[Input for this task]
───

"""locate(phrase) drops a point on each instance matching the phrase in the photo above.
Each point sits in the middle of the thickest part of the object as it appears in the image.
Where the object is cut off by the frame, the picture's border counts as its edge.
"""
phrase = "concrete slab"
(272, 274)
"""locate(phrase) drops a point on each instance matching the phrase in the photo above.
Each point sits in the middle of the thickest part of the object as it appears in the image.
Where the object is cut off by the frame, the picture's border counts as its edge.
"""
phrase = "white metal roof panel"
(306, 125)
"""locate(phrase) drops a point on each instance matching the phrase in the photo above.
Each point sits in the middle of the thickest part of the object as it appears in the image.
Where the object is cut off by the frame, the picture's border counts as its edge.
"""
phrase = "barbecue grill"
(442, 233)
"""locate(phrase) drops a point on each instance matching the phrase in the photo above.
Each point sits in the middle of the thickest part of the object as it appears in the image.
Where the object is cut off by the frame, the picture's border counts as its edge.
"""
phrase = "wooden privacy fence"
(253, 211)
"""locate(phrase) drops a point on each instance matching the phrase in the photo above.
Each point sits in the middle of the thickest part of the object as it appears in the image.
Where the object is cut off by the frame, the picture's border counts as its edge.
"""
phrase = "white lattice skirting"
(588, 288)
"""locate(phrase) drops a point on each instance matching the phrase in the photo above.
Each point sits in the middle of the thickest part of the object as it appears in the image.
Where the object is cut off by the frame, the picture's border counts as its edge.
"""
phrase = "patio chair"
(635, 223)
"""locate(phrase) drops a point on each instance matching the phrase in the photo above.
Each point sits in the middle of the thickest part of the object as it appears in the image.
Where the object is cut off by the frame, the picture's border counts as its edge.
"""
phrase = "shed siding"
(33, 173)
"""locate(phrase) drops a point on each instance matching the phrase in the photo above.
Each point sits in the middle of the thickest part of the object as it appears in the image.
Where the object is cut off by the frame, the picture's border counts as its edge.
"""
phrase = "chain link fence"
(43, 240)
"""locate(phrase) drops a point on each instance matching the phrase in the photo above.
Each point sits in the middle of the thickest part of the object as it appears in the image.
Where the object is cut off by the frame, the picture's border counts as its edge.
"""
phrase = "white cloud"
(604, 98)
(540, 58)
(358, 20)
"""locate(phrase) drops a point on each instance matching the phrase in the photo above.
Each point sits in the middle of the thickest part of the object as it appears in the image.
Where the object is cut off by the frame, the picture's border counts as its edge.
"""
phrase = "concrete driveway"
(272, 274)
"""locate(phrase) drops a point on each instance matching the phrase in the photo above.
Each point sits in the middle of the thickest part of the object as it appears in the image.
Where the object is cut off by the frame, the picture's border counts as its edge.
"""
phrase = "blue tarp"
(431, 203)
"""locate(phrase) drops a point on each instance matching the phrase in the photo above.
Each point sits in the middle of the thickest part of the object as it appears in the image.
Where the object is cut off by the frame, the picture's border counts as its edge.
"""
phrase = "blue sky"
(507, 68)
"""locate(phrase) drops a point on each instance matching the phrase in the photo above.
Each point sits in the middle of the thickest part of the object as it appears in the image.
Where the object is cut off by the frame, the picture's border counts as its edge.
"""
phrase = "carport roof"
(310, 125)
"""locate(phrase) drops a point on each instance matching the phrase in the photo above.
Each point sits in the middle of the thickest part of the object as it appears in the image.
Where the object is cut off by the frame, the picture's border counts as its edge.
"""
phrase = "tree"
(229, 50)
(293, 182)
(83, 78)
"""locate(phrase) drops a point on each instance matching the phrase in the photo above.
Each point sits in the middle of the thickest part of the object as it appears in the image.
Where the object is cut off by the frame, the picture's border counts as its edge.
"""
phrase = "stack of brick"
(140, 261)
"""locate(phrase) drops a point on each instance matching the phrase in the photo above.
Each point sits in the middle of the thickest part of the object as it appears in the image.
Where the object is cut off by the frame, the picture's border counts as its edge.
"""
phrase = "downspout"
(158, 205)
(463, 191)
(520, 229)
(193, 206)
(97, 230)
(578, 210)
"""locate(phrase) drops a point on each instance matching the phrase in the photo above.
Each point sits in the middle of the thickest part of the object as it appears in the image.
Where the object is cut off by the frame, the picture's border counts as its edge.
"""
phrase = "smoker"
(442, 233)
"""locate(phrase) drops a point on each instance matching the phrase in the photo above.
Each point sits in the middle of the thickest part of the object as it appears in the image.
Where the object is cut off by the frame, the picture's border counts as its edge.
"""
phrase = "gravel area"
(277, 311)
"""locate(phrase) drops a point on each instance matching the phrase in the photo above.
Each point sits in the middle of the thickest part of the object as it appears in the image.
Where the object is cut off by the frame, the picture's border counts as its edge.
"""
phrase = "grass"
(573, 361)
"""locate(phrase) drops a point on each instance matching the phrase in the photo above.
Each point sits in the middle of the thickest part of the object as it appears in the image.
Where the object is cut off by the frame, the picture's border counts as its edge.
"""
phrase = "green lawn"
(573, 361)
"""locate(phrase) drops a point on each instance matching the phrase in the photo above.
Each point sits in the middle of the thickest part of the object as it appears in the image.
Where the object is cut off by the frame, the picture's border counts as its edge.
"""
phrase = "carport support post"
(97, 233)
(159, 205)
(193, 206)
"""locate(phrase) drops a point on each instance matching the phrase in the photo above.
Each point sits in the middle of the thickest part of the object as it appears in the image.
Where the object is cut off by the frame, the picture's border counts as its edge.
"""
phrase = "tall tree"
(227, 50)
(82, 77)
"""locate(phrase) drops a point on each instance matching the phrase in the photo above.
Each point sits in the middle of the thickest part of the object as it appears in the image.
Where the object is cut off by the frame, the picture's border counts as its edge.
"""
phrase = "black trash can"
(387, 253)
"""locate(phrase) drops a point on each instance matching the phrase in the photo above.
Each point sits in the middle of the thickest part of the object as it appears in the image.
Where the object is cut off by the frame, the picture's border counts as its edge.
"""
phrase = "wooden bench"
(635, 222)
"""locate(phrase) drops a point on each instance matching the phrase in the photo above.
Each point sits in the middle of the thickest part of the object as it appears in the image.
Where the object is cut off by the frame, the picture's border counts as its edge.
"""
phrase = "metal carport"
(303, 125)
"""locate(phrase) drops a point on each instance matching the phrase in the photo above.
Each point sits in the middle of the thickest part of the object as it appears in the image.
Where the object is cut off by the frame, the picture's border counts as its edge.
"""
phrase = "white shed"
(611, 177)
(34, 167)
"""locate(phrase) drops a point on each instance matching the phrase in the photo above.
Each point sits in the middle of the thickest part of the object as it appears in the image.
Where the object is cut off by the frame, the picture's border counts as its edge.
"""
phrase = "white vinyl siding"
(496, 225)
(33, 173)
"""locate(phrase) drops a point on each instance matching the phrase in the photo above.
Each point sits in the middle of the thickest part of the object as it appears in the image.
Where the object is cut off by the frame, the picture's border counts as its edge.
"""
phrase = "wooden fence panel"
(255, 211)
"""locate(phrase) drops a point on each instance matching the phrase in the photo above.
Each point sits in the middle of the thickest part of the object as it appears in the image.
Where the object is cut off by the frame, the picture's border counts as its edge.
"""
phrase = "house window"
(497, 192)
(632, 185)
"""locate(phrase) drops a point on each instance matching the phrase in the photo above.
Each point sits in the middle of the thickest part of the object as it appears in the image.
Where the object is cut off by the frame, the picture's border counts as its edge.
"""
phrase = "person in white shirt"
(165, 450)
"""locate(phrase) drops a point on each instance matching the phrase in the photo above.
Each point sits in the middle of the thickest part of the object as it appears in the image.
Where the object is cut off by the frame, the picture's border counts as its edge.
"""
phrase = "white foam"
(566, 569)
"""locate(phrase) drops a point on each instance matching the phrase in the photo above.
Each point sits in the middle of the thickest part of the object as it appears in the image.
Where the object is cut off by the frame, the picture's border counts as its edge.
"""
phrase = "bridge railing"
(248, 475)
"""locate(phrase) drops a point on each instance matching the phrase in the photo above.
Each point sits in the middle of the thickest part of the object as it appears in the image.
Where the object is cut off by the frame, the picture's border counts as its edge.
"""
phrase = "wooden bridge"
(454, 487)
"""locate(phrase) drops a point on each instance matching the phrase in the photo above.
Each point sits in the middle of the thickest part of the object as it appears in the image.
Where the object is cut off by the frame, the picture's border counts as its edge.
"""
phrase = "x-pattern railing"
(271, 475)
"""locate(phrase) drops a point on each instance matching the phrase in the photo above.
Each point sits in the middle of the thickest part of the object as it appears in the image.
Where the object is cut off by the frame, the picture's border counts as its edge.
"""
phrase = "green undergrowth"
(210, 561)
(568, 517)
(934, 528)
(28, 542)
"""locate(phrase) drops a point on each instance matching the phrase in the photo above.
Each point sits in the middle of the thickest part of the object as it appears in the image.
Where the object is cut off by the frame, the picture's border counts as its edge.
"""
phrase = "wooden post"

───

[Task requirements] Please find each line in the entries above that contains the word "shed" and copy those lines out.

[Result below]
phrase = "shed siding"
phrase = "white shed"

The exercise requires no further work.